Low-Order Stream Systems. Streams are ranked based on a hierarchical network of channels within a watershed. Low-order streams (i.e., first- through fourth-order streams) are located in the headwater areas and typically convey small volumes of water. Such streams play a dominant role in the flow, biogeochemistry, and water quality of downstream higher-order reaches.
Influence of Low-Order Stream Systems
Low-order freshwater streams, such as EFPC, are the most frequently occurring stream type and constitute nearly 90% of total stream length in the United States. Because of their low average water velocity, these stream systems have high water-sediment contact times, which promote in-stream biogeochemical cycling. Furthermore, these streams play a prominent role at the aquatic-terrestrial interface because they represent the first aquatic environment encountered by terrestrially derived materials (solutes and particles). Developing a predictive understanding of mercury and trace metal transport and fate in these environmental systems requires deciphering complex processes (i.e., physical, chemical, and biological), deconvoluting how these processes interact with one another, and understanding the factors that control system response over broad spatiotemporal scales.
Consequently, SFA project research encompasses four thrust areas including (1) ecosystem features; (2) biogeochemical mechanisms; (3) microbial community functions and geochemical influences; and (4) molecular structure, dynamics, and mechanisms.
Ecosystem Features Influencing Mercury Transformation. Research objectives are to (a) identify ecosystem compartments and hydrobiogeochemical conditions that govern net methylmercury concentration in EFPC and (b) understand the extent to which groundwater-surface water exchange drives mercury transformations in EFPC.
Biogeochemical Mechanisms Controlling Mercury Uptake and Methylation. The overarching research goal is to gain a fundamental understanding of the key geochemical and biochemical mechanisms controlling mercury sorption, uptake, and transformation at the microbe-fluid and particulate (mineral) interfaces.

INFORMATION »
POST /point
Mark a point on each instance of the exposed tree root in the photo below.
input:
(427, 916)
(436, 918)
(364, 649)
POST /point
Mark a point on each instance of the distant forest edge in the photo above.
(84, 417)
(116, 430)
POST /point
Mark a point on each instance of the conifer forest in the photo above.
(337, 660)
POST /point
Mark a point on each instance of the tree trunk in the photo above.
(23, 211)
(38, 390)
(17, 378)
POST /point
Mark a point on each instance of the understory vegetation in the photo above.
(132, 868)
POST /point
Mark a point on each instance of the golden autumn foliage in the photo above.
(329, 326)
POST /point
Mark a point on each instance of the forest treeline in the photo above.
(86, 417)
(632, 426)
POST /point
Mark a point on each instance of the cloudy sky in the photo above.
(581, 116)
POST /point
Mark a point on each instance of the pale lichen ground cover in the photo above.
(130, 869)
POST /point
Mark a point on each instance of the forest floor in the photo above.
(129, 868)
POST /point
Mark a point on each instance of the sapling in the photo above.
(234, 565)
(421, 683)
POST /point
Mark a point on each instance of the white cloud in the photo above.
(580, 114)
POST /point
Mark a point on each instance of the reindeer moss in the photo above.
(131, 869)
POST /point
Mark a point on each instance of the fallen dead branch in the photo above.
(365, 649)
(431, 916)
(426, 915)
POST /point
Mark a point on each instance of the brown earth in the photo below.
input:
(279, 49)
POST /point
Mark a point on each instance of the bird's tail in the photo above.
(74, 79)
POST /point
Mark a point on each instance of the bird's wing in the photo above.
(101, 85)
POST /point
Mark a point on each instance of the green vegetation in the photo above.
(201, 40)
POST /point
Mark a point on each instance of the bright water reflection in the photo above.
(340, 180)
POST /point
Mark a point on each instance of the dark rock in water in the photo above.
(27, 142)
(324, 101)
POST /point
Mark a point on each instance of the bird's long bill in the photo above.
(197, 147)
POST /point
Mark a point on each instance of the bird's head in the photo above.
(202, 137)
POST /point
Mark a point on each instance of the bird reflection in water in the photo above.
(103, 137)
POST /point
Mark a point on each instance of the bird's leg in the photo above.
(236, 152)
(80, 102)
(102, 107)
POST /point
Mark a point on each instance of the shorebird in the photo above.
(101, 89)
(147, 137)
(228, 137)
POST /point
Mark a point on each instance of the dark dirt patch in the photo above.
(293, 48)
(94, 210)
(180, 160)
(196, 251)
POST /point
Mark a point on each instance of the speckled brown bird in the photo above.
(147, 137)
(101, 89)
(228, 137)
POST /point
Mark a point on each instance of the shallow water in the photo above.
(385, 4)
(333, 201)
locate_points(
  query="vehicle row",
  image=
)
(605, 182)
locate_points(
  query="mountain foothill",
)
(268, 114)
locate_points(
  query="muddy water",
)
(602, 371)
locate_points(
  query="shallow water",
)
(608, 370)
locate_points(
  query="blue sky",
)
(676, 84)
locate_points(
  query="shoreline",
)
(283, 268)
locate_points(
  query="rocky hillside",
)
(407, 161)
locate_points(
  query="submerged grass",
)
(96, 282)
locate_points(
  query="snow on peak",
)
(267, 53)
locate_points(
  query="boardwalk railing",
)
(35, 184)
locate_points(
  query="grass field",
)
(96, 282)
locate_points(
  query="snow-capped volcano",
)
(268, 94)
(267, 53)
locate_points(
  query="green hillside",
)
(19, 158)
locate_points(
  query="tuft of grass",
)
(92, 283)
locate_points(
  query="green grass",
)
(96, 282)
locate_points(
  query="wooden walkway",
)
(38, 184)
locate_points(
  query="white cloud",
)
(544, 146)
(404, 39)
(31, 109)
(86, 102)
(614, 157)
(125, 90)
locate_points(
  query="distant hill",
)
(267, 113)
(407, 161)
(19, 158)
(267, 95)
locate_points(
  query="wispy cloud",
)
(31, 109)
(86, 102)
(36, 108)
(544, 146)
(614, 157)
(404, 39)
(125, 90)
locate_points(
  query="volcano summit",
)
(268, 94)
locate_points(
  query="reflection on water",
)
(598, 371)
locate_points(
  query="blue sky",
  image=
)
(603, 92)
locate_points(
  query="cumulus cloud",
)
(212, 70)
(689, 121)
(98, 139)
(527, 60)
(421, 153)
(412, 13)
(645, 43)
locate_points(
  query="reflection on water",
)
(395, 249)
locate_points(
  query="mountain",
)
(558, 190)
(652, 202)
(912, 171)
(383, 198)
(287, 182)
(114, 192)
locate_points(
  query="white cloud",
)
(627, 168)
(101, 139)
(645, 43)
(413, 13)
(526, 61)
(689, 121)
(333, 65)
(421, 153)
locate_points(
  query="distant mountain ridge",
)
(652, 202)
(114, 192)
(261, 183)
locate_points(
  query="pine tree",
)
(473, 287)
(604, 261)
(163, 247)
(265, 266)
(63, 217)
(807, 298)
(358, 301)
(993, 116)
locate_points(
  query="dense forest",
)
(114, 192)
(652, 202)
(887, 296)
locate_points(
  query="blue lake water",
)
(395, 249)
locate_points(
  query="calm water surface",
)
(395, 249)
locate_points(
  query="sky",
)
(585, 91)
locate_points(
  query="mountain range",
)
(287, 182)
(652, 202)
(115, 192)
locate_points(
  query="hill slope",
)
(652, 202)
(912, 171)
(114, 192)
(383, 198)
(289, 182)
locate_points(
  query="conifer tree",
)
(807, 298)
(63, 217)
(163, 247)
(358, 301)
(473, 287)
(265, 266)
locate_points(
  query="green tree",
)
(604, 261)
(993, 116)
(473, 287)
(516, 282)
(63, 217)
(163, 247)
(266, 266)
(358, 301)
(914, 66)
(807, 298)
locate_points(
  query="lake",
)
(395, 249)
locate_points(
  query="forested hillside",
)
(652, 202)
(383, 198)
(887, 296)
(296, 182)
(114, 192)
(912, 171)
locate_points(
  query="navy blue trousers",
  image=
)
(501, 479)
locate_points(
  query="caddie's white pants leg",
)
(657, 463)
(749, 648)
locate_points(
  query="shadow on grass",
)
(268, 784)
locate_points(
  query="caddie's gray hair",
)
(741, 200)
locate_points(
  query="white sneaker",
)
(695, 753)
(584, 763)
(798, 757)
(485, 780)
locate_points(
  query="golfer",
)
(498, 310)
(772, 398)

QUESTIONS ON THE MATERIAL »
1. Answer from the text on low-order stream systems:
(a) Which stream orders count as low-order?
(b) What share of total stream length in the United States do low-order freshwater streams make up?
(c) How many thrust areas does the SFA project research cover?
2. For each statement, say yes or no depending on whether the text on low-order stream systems agrees with it, and quote the deciding words.
(a) Low-order streams typically carry large volumes of water.
(b) Low-order streams have high water-sediment contact times because their average water velocity is low.
(c) One research objective concerns how groundwater-surface water exchange drives mercury transformations in EFPC.

SOLUTION SET »
1.
(a) First- through fourth-order streams.
(b) Nearly 90%.
(c) Four.

2.
(a) No: "typically convey small volumes of water"
(b) Yes: "Because of their low average water velocity, these stream systems have high water-sediment contact times"
(c) Yes: "understand the extent to which groundwater-surface water exchange drives mercury transformations in EFPC"